§ **Task statement**
Copy out every line from the one with "girl's teeth, which" to the one with "x=33, y=214", both included, and scale each answer coordinate by 0.7, rounding to a whole number with halves rounded up.

[Part of a data file]
===
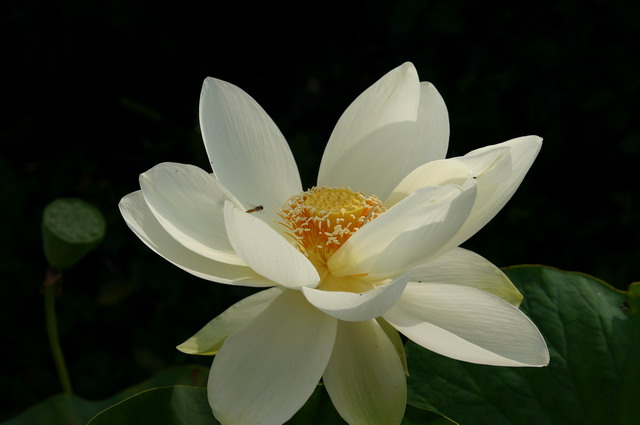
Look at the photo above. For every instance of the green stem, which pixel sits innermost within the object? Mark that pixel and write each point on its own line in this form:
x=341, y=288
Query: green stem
x=50, y=286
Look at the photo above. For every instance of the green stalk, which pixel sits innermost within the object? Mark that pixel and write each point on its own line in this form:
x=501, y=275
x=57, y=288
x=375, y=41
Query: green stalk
x=50, y=286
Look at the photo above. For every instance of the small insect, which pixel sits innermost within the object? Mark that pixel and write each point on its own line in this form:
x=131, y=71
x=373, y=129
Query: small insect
x=256, y=209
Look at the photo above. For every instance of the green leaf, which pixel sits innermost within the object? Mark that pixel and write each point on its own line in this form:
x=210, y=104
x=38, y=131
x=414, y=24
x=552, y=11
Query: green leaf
x=593, y=376
x=181, y=405
x=71, y=228
x=160, y=406
x=63, y=409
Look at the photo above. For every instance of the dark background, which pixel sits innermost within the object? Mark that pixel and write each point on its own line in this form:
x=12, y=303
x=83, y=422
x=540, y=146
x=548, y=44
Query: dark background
x=96, y=92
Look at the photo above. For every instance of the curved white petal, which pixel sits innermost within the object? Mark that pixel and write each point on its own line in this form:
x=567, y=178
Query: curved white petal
x=380, y=117
x=266, y=371
x=463, y=267
x=499, y=169
x=496, y=186
x=449, y=171
x=141, y=220
x=365, y=378
x=408, y=234
x=208, y=340
x=356, y=307
x=396, y=340
x=248, y=153
x=468, y=324
x=188, y=202
x=432, y=126
x=266, y=251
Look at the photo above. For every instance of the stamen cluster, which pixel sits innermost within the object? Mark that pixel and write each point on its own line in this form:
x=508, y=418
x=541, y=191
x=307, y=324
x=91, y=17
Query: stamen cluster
x=321, y=219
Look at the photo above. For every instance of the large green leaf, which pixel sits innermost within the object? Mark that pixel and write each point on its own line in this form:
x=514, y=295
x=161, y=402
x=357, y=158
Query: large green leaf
x=63, y=409
x=182, y=405
x=593, y=334
x=161, y=406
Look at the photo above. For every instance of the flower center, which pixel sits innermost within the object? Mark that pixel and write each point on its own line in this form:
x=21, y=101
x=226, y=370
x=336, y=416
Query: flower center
x=321, y=219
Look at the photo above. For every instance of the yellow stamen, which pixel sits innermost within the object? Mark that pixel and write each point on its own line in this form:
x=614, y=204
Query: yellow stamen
x=321, y=219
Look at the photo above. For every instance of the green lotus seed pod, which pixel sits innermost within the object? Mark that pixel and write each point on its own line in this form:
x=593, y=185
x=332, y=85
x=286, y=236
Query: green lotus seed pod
x=71, y=228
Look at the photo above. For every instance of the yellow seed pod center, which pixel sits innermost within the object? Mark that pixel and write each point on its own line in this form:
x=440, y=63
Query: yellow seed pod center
x=321, y=219
x=335, y=202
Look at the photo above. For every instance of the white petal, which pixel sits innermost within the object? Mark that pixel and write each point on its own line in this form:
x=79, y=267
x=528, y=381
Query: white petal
x=396, y=340
x=141, y=220
x=462, y=267
x=432, y=138
x=382, y=116
x=468, y=324
x=499, y=170
x=188, y=202
x=208, y=340
x=407, y=234
x=449, y=171
x=356, y=307
x=365, y=378
x=248, y=153
x=496, y=186
x=266, y=251
x=266, y=371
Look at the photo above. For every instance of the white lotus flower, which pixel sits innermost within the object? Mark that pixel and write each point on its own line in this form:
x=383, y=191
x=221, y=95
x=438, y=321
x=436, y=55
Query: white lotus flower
x=372, y=250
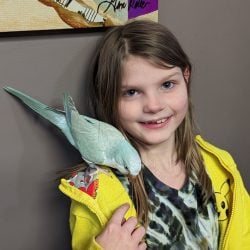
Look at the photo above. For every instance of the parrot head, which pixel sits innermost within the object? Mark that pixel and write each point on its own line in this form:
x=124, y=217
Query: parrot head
x=127, y=157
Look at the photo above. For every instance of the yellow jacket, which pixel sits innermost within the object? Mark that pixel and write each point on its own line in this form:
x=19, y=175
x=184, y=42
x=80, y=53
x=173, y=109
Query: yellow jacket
x=93, y=205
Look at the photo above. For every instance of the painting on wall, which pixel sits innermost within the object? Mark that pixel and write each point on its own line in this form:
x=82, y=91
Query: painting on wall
x=34, y=15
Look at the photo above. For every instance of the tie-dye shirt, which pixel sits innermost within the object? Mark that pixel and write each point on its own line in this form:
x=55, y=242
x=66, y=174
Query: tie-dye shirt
x=177, y=220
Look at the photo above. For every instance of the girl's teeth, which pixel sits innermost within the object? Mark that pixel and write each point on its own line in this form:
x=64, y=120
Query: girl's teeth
x=157, y=122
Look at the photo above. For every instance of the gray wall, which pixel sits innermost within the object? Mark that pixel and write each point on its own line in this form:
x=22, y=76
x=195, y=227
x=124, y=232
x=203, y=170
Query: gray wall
x=33, y=214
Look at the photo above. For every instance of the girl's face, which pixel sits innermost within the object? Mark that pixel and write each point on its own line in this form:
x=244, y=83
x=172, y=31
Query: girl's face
x=153, y=101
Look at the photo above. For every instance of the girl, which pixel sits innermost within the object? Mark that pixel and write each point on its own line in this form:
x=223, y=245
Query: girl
x=189, y=194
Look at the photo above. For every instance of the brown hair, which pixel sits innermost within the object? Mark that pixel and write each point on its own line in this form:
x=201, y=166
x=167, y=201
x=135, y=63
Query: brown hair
===
§ **Reply**
Look at the photo above. For every instance of the girl's teeth, which pixel sits innermost within the object? Mark that pixel and write each point on its own line in this form:
x=64, y=120
Query: girl's teeth
x=110, y=85
Look at the photo above. For every instance of the gray wall, which pixel sits innermost within the object? Mark that pixel and write each point on its own line in this form:
x=22, y=76
x=195, y=227
x=124, y=232
x=203, y=170
Query: gray wall
x=23, y=150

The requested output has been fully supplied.